**** Text segment

I once saw a tee shirt that read, "Go away or I'll replace you with a shell script." It's a metaphor for what many fear in today's business climate: doing more with less. After all, just like printing presses replaced book scribes, today's automation could replace many system administration tasks. But sysadmins, as change agents, should not fear automation. They should embrace it. Printing presses opened up a whole new book industry after all. IT automation is an opportunity for sysadmins to spend more time on high-value work and less time on rote tasks.

If automation is such a good idea, where is the best place to start? Each enterprise is unique and no single solution fits everywhere. Organizations that wish to implement automation need leadership from the top and a core team of sysadmins to choose the tooling and how to use it. I'll cover the scenario presented in my first post in this series about a growing enterprise with administration functions divided into different groups. These groups want to maximize system performance and reliability, but differences in tooling limit what they can do.

As with my previous entry, I'll focus on Ansible by Red Hat for automation and deployment but we also need to discuss version control systems (VCS) and some basic usage of them. A VCS allows multiple people to work on the same code base. Each member has their own copy of the working files. Once their changes are complete and tested they can check the changes into the master copy. Past revisions are kept, so any errors could be rolled back at any time.

An automation team must establish process around the use of a VCS. Understand and apply change review, commit messaging, conflict resolution, branching, release patterns and code promotion to the workflow. Study and adopt some Agile development practices. Scrum and Sprint allow different functional groups to work towards a common goal and break the workload down into digestible chunks. Pair Programming ensures that all team members are well versed in the new methods and tools.

Agile methods generally succeed best with a cross-functional, meritocratic team structure. You may have situations where senior admins are taking direction from operations on things like YAML coding and VCS usage, or an operating system admin is working alongside a web developer. Just roll with it. Keep in mind that the goal is not to devalue work experience or morph jobs, but rather to develop -- as a team -- a better way of doing things.

********
**** Data section

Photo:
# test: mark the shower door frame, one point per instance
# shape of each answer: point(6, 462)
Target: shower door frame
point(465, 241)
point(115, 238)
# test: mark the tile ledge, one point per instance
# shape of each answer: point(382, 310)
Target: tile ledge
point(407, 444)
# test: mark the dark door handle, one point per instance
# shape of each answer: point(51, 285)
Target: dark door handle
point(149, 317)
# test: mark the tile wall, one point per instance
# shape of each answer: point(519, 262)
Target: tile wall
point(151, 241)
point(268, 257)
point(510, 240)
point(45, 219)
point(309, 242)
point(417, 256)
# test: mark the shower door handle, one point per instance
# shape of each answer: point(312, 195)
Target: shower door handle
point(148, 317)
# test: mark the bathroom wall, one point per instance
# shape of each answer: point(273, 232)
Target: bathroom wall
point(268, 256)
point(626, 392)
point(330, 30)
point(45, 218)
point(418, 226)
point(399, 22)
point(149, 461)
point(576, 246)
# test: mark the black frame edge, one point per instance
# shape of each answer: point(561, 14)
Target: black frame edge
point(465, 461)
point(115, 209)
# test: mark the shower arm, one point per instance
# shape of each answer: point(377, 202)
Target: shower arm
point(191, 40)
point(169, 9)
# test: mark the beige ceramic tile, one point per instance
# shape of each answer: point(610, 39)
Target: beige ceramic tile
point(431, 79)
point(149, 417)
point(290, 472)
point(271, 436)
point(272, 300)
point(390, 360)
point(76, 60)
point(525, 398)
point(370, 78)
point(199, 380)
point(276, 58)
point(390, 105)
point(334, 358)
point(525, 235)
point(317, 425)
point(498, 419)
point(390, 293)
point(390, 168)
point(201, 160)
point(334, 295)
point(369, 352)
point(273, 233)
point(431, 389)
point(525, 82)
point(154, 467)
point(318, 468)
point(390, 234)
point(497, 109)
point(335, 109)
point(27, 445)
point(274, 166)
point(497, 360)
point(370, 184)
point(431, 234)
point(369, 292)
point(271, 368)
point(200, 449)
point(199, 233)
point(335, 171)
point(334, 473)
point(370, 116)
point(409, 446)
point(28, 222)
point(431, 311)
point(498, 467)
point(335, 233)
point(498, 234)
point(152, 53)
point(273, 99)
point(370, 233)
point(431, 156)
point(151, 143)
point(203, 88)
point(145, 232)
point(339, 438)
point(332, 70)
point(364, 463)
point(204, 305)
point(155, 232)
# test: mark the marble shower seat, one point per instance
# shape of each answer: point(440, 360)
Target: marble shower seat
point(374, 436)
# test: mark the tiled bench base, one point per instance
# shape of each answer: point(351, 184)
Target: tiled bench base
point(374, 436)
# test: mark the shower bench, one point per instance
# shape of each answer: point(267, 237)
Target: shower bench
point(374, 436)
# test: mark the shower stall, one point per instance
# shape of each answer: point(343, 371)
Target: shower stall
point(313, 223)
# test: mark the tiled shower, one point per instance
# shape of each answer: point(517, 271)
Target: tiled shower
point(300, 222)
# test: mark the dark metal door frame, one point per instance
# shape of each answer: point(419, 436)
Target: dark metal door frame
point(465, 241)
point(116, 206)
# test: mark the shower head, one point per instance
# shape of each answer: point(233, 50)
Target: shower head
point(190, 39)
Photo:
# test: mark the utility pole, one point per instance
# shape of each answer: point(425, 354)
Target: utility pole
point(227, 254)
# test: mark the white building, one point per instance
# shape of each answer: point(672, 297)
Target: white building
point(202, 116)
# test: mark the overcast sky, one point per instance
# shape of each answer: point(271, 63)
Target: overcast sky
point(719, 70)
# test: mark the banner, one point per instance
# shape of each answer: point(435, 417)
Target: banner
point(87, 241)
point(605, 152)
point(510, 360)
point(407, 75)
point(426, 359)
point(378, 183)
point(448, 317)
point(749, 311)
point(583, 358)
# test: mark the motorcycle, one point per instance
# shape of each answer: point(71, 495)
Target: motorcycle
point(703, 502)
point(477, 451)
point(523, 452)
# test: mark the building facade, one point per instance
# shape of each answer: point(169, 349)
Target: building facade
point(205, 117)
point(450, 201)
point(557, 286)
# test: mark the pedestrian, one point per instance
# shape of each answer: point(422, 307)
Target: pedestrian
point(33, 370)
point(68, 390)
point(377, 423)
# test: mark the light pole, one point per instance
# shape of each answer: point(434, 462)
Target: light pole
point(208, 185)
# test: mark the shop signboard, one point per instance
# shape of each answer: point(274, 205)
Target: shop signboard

********

*What to do*:
(a) Decide whether each statement agrees with the article on IT automation, giving yes or no and quoting the words that decide it: (i) a version control system keeps past revisions so errors can be undone; (ii) one automation solution suits every enterprise; (iii) Pair Programming breaks the workload down into digestible chunks.
(b) According to the article on IT automation, what do organizations that wish to implement automation need?
Nothing in the listing is needed here.

*Responses to the tasks*:
(a)
(i) Yes: "Past revisions are kept, so any errors could be rolled back at any time."
(ii) No: "Each enterprise is unique and no single solution fits everywhere."
(iii) No: "Scrum and Sprint allow different functional groups to work towards a common goal and break the workload down into digestible chunks." Pair Programming instead "ensures that all team members are well versed in the new methods and tools."

(b) They need leadership from the top and a core team of sysadmins to choose the tooling and how to use it.